#### WHAT TO DO:
Please report only the number of lines in the entries below that contain the string "striped", where uppercase and lowercase letters must match.
═══ RECORDS SHOWN
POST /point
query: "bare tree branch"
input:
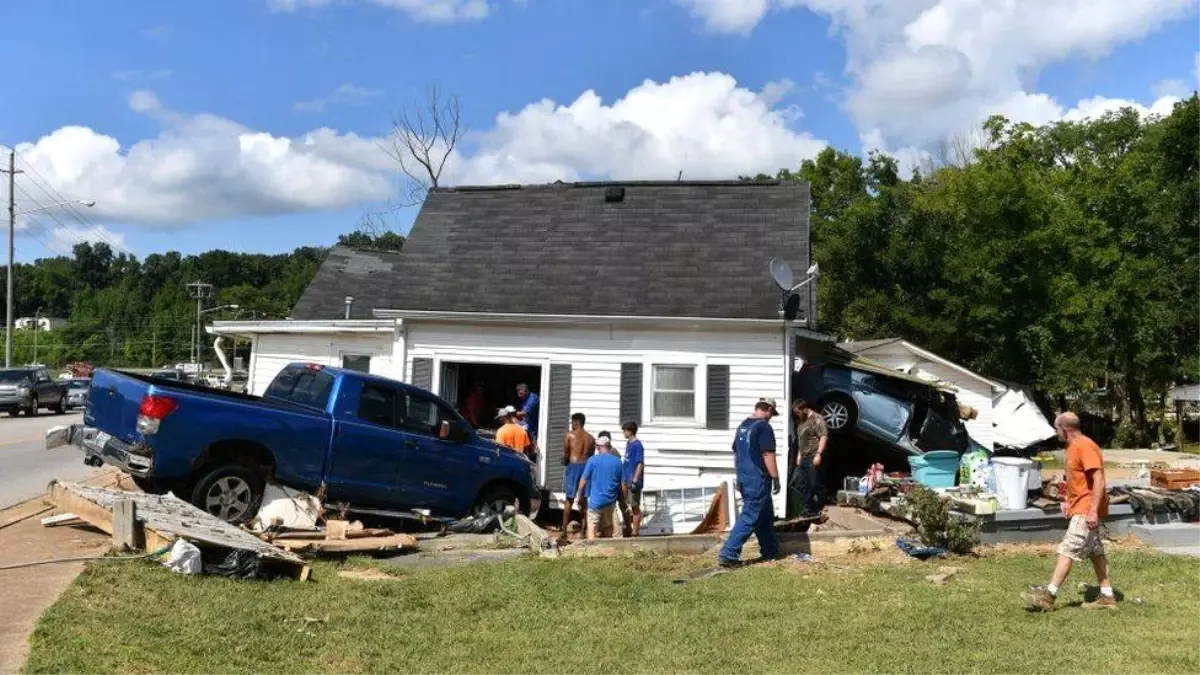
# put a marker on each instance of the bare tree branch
(424, 137)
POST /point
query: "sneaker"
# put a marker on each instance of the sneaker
(1103, 602)
(1039, 601)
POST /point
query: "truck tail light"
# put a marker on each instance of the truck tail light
(153, 411)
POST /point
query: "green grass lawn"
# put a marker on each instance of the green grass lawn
(624, 615)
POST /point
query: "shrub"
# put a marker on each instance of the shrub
(935, 524)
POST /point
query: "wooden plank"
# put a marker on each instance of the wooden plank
(341, 547)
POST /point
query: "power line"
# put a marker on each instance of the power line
(47, 187)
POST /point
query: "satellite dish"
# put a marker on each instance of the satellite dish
(781, 273)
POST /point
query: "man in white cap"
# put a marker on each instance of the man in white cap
(754, 457)
(511, 434)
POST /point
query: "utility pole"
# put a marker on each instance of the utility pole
(12, 234)
(37, 328)
(201, 292)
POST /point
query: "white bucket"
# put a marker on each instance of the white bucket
(1012, 482)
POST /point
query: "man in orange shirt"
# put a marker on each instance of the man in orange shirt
(513, 434)
(1087, 503)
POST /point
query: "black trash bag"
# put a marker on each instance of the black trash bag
(479, 525)
(239, 563)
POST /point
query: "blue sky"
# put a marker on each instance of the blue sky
(256, 125)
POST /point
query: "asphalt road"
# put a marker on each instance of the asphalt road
(25, 466)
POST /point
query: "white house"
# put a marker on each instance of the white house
(43, 323)
(1007, 414)
(636, 302)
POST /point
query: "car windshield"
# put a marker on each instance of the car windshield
(10, 376)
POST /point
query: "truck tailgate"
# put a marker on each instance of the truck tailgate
(113, 404)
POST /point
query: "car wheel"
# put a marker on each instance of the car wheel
(839, 412)
(493, 500)
(232, 493)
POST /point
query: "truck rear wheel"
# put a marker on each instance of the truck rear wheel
(232, 493)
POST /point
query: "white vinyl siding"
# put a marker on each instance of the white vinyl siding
(675, 449)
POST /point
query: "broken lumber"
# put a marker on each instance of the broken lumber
(163, 519)
(318, 544)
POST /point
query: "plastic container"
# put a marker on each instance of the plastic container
(1012, 482)
(937, 469)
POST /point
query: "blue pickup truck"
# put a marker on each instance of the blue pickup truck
(373, 443)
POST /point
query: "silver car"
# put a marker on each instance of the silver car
(77, 392)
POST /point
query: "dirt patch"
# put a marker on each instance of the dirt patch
(367, 575)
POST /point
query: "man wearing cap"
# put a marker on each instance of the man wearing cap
(600, 484)
(754, 458)
(511, 434)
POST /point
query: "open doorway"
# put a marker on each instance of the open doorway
(496, 384)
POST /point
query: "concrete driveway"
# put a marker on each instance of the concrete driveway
(25, 466)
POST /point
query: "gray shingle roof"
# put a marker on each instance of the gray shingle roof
(667, 249)
(365, 275)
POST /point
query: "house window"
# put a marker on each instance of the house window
(675, 392)
(358, 363)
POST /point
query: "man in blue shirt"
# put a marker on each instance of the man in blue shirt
(528, 413)
(754, 455)
(601, 484)
(633, 477)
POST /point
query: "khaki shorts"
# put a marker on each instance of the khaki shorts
(1081, 542)
(601, 518)
(634, 496)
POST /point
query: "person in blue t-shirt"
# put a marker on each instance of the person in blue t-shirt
(601, 484)
(754, 455)
(633, 477)
(527, 416)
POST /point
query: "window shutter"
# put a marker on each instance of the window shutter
(718, 396)
(630, 393)
(423, 374)
(558, 420)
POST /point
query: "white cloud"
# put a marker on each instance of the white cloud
(435, 11)
(203, 167)
(345, 95)
(702, 124)
(927, 69)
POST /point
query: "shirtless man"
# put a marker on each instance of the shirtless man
(577, 449)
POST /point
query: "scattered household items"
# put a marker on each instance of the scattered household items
(168, 432)
(184, 557)
(1175, 479)
(287, 508)
(937, 469)
(1013, 481)
(917, 550)
(138, 520)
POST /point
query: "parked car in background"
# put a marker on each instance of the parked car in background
(369, 441)
(30, 389)
(77, 392)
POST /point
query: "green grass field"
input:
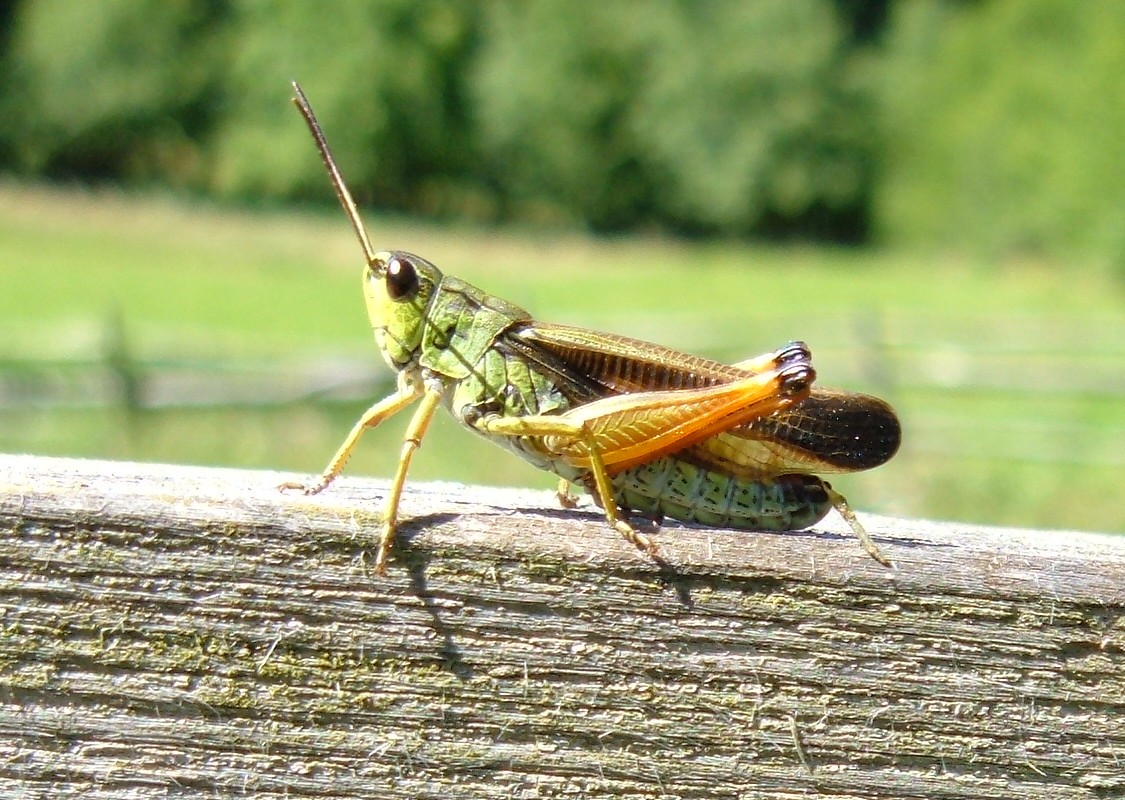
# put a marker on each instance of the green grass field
(1009, 377)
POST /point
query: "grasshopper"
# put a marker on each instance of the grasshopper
(645, 429)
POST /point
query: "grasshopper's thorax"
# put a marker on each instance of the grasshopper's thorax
(422, 318)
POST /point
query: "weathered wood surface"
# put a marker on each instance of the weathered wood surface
(170, 631)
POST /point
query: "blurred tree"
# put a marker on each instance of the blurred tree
(723, 116)
(384, 78)
(113, 89)
(1004, 126)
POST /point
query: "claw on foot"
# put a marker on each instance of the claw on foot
(304, 488)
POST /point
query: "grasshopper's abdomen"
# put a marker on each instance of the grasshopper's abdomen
(683, 491)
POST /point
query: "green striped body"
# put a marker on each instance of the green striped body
(505, 381)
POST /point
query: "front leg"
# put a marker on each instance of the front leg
(385, 409)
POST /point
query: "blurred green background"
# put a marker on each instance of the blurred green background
(930, 192)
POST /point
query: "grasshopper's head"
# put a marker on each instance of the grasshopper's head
(397, 288)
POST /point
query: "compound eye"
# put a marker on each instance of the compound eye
(402, 279)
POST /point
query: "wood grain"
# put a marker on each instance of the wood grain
(170, 631)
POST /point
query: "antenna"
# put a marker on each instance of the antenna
(338, 182)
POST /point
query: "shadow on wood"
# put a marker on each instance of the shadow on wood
(170, 630)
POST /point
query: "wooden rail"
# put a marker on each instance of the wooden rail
(171, 631)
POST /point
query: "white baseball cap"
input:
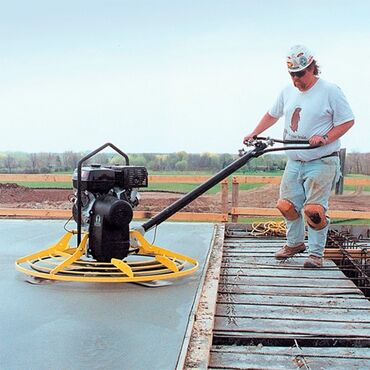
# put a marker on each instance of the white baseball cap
(298, 58)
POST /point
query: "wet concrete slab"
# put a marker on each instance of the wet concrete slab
(66, 325)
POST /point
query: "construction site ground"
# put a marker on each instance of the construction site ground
(72, 325)
(13, 195)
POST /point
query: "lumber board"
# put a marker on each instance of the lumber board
(267, 326)
(344, 302)
(289, 358)
(278, 290)
(258, 281)
(252, 211)
(293, 313)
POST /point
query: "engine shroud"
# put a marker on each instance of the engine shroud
(109, 194)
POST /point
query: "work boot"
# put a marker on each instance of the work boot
(287, 252)
(313, 262)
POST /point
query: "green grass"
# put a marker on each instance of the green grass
(176, 187)
(355, 187)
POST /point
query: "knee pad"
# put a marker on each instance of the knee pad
(287, 209)
(316, 216)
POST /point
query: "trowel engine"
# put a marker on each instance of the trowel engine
(108, 196)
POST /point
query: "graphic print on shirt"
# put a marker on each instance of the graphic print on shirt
(295, 119)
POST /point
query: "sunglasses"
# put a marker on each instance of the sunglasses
(298, 74)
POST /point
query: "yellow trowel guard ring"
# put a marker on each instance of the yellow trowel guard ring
(146, 262)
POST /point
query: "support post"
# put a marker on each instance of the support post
(235, 197)
(339, 184)
(224, 196)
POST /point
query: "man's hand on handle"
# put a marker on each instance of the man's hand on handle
(318, 140)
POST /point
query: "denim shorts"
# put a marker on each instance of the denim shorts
(310, 182)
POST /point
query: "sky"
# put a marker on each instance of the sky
(164, 76)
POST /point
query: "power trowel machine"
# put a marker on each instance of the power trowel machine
(107, 250)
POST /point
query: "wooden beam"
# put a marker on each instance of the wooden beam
(200, 343)
(336, 253)
(249, 211)
(65, 214)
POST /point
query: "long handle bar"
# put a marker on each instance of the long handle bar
(260, 148)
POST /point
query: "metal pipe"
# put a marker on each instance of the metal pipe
(202, 188)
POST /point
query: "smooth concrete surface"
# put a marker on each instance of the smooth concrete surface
(67, 326)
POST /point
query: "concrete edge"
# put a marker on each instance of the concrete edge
(198, 338)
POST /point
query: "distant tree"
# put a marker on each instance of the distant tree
(70, 160)
(181, 165)
(34, 162)
(10, 163)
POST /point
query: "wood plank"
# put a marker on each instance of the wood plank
(278, 290)
(285, 359)
(258, 281)
(65, 214)
(270, 272)
(313, 328)
(254, 211)
(346, 302)
(200, 341)
(337, 352)
(293, 313)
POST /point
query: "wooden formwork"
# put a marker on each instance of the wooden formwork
(270, 314)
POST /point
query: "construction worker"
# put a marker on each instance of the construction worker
(317, 111)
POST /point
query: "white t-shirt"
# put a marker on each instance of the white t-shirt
(312, 112)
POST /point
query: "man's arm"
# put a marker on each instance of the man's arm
(334, 134)
(266, 122)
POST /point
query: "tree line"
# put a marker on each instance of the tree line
(21, 162)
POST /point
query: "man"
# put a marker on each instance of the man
(317, 111)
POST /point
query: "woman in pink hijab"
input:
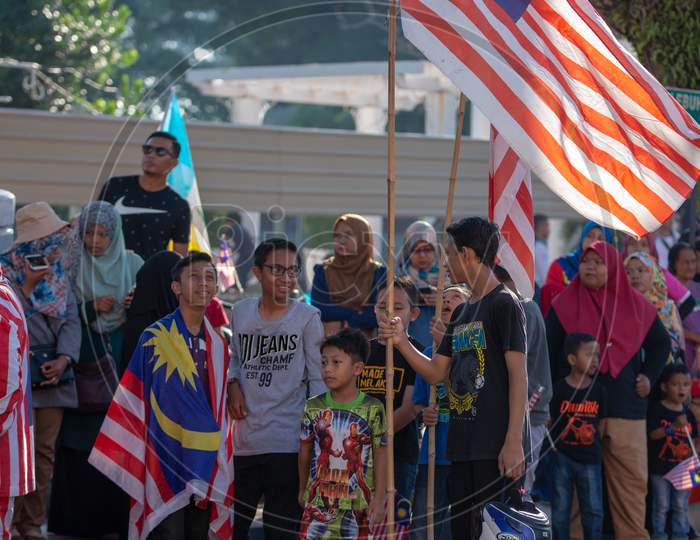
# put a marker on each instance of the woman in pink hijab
(634, 347)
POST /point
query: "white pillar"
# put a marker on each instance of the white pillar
(370, 119)
(248, 111)
(480, 126)
(440, 113)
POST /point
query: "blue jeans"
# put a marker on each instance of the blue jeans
(441, 515)
(665, 498)
(566, 474)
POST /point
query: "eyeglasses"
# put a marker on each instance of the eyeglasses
(158, 150)
(278, 270)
══════
#### EXERCISE SOLUTION:
2